Task to carry out => Find every line in the entries below that contains the word "wall", and copy each of those lines.

Provided information =>
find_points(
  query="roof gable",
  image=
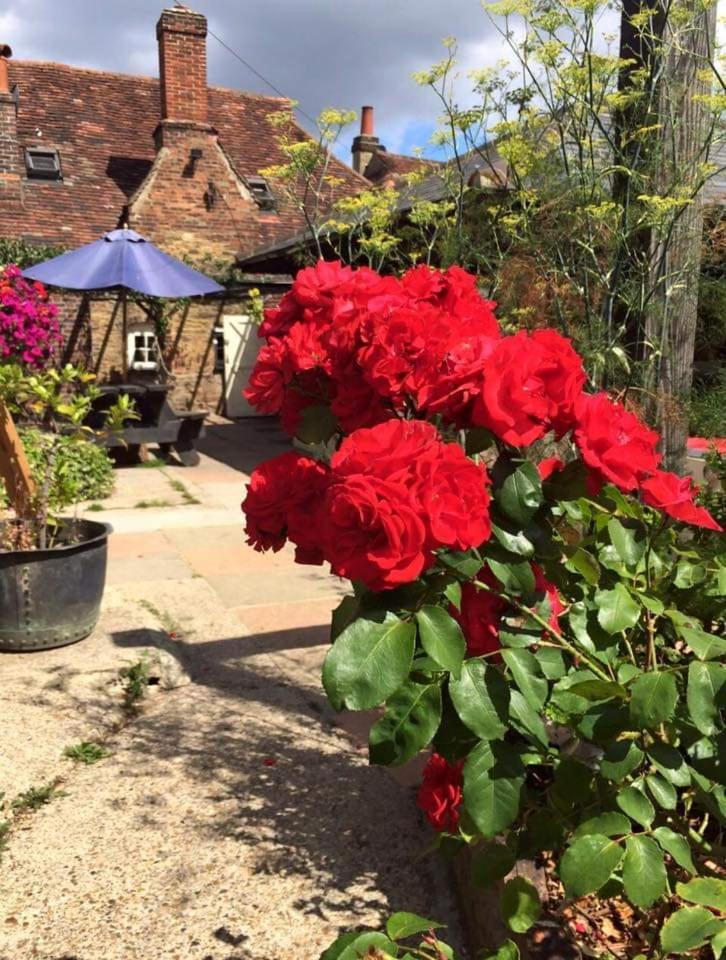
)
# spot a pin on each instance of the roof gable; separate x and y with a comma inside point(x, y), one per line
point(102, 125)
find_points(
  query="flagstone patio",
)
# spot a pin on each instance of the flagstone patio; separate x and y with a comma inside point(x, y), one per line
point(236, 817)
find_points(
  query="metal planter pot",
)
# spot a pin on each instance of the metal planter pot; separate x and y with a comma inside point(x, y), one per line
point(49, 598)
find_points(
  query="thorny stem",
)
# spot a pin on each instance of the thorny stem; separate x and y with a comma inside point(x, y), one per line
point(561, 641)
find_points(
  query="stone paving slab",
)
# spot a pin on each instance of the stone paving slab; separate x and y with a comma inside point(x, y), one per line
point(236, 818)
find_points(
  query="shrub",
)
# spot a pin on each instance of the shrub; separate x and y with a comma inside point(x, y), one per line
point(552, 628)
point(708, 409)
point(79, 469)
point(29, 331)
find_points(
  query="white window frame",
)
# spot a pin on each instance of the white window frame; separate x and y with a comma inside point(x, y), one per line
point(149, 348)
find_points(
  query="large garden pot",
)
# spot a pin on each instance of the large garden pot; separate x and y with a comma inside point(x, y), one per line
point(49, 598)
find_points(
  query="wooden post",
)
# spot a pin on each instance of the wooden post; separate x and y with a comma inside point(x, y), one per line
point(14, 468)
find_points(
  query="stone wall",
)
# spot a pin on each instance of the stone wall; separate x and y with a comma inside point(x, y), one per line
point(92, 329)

--

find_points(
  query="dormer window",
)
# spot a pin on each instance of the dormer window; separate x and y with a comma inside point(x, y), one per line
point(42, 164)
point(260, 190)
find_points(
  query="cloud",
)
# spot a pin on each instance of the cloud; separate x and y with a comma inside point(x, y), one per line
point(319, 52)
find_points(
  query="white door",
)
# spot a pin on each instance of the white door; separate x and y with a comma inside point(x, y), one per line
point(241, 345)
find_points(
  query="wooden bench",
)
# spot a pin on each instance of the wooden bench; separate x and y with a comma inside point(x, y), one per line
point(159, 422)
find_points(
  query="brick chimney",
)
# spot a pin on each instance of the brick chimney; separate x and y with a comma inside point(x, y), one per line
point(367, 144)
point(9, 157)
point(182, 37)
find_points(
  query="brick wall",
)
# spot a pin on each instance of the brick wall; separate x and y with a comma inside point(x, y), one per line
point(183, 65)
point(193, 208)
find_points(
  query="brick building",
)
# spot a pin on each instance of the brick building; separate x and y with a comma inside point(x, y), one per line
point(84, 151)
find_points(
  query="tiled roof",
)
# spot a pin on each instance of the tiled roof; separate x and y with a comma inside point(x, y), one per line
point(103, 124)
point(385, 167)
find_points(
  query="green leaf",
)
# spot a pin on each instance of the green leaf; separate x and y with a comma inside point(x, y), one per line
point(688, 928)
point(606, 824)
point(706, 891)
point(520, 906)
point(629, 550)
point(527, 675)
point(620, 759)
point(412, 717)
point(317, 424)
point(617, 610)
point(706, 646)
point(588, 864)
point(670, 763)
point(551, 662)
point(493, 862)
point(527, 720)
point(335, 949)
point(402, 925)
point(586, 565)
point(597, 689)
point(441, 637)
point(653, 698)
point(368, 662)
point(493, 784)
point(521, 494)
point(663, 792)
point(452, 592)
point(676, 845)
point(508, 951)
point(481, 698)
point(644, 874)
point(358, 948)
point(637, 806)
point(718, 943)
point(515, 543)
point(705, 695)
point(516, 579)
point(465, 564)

Written response =>
  query="stone wall",
# spot a pin on each instance of the stone wall; separate x and y with a comma inside point(x, y), one per line
  query="brick wall",
# spot a pin on each instance of the brick wall; separate x and y with a comma inside point(x, y), one per line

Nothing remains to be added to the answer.